Dei magistrati, prefetti e questori - cioè tutti alti funzionari - che avevano prestato servizio sotto le direttive fasciste, praticamente nessuno venne allontanato. Fece molto clamore, anni fa, un episodio che ebbe come protagonista l’allora Presidente della Camera Sandro Pertini: giunto in visita a Milano, si rifiutò di stringere la mano a un certo funzionario, che era stato vicedirettore di un carcere proprio quando Pertini, nel medesimo carcere, scontava la condanna inflittagli dal Tribunale Speciale fascista!
In ogni caso sia De Gasperi che Togliatti erano perfettamente consapevoli che prima dell’inevitabile resa dei conti era indispensabile portare a compimento il complesso lavoro necessario per dare alla Repubblica il suo assetto istituzionale, e per diciotto mesi l’Assemblea Costituente, presieduta da Umberto Terracini, fu impegnata nella stesura della nuova Costituzione. Non mancarono, come vedremo, i motivi di contrasto, ma vi fu una coesione pressoché unanime nel disegnare la forma del nuovo Stato: partendo dal principio, tipico delle democrazie rappresentative, dell’equilibrio fra potere legislativo (Parlamento), esecutivo (governo) e giudiziario (magistratura), venne esclusa qualsiasi forma di presidenzialismo, vale a dire di sistema in cui (come negli Stati Uniti) coincidessero la figura del Capo dello Stato, o Presidente della Repubblica, e quella del Primo Ministro (in realtà in Italia questa figura di capo del Governo è indicata come Presidente del Consiglio dei Ministri), o nel quale (come in Francia) le due figure fossero sì distinte ma con una netta prevalenza del potere del Presidente, in entrambi i casi eletto direttamente dal popolo. Al Presidente della Repubblica italiana, eletto dalle Camere riunite ogni sette anni, vennero riservati solo alcuni poteri limitati, tra cui quelli di promulgare le leggi, di nominare il Presidente del Consiglio, di sciogliere le Camere, di indire le elezioni (Ogni legge votata dal Parlamento, cioè, per diventare operante deve portare la firma del Presidente della Repubblica, il quale può anche rifiutarsi di promulgare un provvedimento se vi sono dei gravi motivi - ad esempio se il Presidente ritiene che tale legge contrasti con la Costituzione, o nel caso non vi sia la cosiddetta copertura finanziaria, se cioè la legge al proprio interno non indica chiaramente come saranno reperiti i soldi necessari per applicarla: in tal caso la legge ritorna al Parlamento per essere nuovamente esaminata).

» **Materiale**
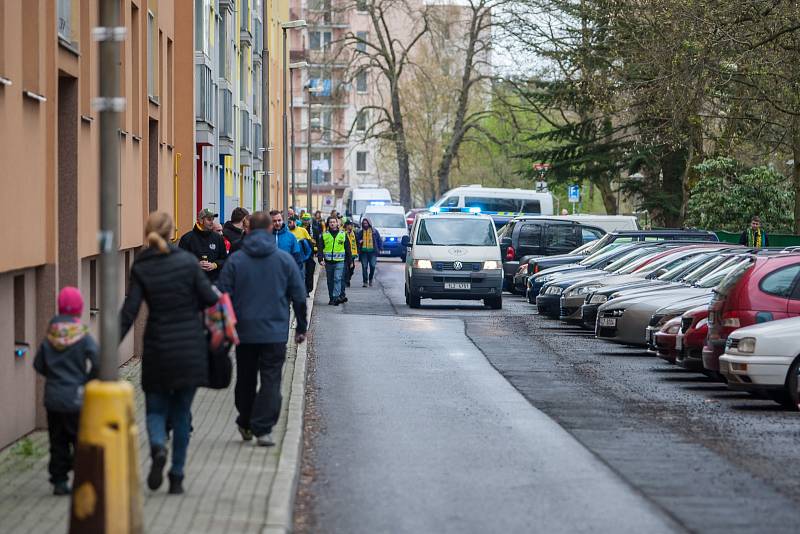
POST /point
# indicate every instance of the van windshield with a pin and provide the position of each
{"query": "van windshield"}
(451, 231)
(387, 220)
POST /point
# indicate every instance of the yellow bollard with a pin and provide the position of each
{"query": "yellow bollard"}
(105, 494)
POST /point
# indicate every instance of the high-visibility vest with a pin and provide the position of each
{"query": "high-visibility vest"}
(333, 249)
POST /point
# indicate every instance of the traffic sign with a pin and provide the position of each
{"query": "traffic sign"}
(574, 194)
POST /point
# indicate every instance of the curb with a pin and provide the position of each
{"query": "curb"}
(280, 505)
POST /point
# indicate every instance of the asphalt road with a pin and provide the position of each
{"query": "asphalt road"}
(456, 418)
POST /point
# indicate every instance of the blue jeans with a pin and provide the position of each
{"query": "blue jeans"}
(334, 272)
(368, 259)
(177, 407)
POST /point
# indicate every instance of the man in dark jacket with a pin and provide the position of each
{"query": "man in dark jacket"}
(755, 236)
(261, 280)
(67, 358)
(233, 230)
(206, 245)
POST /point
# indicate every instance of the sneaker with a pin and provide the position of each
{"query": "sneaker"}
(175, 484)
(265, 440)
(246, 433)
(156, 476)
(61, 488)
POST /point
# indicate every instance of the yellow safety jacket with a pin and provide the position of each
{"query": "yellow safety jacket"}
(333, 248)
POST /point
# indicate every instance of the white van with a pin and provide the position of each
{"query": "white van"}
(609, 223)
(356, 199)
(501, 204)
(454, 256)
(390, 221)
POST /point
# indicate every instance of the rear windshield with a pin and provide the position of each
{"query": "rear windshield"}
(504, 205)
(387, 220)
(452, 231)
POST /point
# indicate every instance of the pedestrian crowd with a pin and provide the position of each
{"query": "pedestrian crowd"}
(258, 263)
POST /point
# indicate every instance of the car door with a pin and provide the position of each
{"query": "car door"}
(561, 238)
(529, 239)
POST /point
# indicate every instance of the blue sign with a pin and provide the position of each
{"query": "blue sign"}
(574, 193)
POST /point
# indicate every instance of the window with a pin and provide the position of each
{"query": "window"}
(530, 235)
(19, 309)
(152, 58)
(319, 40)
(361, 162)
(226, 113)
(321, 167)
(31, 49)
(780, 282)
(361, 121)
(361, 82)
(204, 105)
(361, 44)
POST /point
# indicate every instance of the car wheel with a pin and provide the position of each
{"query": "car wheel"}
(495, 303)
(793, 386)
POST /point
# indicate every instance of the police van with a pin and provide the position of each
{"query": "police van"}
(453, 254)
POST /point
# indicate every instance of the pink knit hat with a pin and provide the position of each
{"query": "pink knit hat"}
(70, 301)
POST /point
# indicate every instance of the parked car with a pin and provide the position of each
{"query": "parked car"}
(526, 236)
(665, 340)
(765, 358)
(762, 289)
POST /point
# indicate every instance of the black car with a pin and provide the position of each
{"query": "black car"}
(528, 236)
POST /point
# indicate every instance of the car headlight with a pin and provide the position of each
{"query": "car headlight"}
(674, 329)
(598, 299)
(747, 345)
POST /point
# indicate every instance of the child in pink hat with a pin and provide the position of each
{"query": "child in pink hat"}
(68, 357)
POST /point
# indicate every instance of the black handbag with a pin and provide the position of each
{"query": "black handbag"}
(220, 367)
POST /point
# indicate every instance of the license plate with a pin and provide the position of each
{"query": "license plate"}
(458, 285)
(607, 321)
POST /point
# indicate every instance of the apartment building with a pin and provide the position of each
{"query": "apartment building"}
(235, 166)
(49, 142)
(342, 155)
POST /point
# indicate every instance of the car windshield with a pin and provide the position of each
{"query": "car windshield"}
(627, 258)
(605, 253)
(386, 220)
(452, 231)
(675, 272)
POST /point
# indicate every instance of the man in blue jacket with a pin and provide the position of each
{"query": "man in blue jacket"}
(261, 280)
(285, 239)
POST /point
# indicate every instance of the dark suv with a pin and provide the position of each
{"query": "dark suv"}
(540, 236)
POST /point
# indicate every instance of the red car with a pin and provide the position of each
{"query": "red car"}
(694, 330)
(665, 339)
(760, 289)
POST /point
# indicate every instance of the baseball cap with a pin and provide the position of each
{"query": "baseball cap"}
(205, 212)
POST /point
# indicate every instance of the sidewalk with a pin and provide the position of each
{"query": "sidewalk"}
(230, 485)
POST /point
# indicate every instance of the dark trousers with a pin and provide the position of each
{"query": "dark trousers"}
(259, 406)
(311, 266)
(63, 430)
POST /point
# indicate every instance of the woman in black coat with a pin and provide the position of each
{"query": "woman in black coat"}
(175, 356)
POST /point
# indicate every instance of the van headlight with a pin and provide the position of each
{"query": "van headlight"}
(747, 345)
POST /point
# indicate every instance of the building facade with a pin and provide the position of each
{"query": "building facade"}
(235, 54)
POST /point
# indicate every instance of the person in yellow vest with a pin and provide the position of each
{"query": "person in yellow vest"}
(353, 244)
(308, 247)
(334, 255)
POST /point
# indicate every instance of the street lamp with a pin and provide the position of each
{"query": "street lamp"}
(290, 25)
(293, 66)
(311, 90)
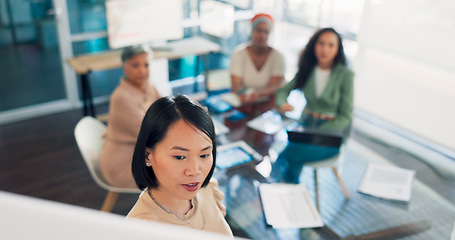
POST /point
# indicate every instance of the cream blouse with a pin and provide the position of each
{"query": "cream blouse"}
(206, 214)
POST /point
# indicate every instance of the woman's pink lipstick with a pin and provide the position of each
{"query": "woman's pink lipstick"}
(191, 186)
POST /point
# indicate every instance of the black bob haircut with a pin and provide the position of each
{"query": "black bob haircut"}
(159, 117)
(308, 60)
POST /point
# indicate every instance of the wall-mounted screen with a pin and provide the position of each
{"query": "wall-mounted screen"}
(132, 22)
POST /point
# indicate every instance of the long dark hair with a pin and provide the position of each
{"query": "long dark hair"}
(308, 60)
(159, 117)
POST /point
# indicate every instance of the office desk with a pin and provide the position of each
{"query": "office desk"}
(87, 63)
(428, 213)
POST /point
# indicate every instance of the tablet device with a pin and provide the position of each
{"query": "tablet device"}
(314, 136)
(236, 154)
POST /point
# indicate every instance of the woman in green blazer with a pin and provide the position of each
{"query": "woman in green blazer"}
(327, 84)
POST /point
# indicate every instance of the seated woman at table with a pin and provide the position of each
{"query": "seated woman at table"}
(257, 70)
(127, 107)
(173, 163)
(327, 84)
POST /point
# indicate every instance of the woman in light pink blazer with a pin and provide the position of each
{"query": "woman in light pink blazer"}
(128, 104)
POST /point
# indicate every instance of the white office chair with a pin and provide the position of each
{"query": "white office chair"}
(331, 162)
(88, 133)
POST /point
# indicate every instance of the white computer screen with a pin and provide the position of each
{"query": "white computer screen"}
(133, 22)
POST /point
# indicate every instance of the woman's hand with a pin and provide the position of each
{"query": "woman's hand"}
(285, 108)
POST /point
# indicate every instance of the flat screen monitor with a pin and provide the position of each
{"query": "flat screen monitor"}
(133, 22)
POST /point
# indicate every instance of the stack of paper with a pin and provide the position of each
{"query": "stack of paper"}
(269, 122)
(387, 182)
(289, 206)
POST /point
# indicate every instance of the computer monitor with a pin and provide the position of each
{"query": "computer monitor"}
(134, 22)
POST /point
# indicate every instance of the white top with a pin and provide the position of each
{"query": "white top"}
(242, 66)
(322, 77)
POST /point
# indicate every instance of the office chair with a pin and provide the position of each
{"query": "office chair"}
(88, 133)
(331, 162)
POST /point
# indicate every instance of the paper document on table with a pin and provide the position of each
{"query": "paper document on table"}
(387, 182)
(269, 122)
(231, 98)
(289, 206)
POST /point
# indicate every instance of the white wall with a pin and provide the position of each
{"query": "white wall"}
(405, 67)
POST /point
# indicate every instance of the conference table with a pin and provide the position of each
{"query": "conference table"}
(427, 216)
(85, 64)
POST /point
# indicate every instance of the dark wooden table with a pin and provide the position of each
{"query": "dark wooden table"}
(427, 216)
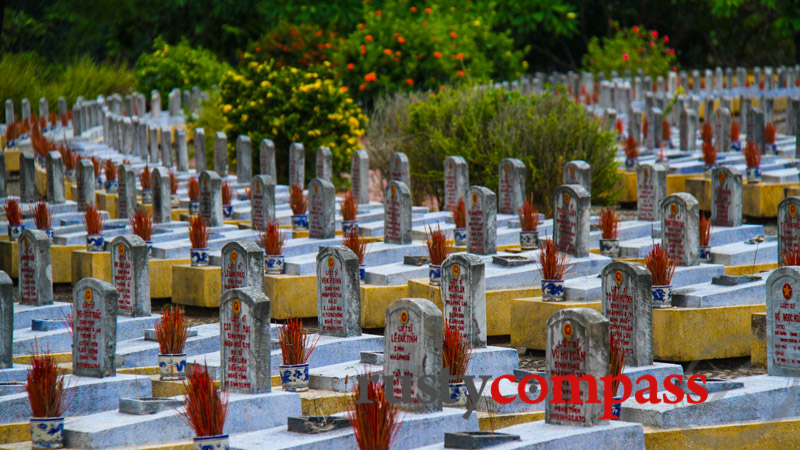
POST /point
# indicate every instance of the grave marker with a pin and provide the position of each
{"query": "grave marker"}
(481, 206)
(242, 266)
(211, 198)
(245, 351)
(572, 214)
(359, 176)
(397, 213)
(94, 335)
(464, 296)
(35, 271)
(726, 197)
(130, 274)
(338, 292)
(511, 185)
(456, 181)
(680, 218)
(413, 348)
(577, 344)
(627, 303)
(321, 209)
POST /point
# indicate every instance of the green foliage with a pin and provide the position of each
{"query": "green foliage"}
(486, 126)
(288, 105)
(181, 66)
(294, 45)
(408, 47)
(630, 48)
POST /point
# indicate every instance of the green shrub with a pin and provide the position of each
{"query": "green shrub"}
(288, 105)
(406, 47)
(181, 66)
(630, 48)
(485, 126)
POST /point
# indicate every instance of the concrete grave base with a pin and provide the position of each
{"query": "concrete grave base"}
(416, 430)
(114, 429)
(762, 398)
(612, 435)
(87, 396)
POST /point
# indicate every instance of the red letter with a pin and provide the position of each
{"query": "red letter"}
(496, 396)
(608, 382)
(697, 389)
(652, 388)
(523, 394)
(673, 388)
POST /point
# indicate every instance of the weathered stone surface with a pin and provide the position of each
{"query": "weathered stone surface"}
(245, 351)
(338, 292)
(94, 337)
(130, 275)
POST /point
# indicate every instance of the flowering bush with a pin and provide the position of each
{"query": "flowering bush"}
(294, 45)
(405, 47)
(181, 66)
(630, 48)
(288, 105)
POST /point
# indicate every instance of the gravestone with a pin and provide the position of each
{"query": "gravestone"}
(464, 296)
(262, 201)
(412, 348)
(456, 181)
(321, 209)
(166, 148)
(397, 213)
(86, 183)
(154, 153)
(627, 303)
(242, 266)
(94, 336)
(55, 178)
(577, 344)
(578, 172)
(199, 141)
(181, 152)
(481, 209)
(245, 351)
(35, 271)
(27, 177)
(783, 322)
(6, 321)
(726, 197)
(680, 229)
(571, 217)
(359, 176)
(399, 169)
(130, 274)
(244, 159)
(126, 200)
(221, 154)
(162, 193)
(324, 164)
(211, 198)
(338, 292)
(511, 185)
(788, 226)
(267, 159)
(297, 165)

» **Consegna 1**
Rispondi a queste domande sul brano relativo alla Costituente:
(a) In quale città Sandro Pertini si rifiutò di stringere la mano a un funzionario?
(b) Chi presiedeva l'Assemblea Costituente?
(c) Per quanti mesi l'Assemblea Costituente fu impegnata nella stesura della nuova Costituzione?
» **Consegna 2**
Elenca tutte le righe dell'elenco in cui compare la parola "child", distinguendo tra maiuscole e minuscole.
Il brano e l'elenco sono materiali distinti.

» **Risposta scritta 1**
(a) A Milano.
(b) Umberto Terracini.
(c) Per diciotto mesi.

» **Risposta scritta 2**
# indicate every instance of the child in pink hat with a pin and provide the position of each
{"query": "child in pink hat"}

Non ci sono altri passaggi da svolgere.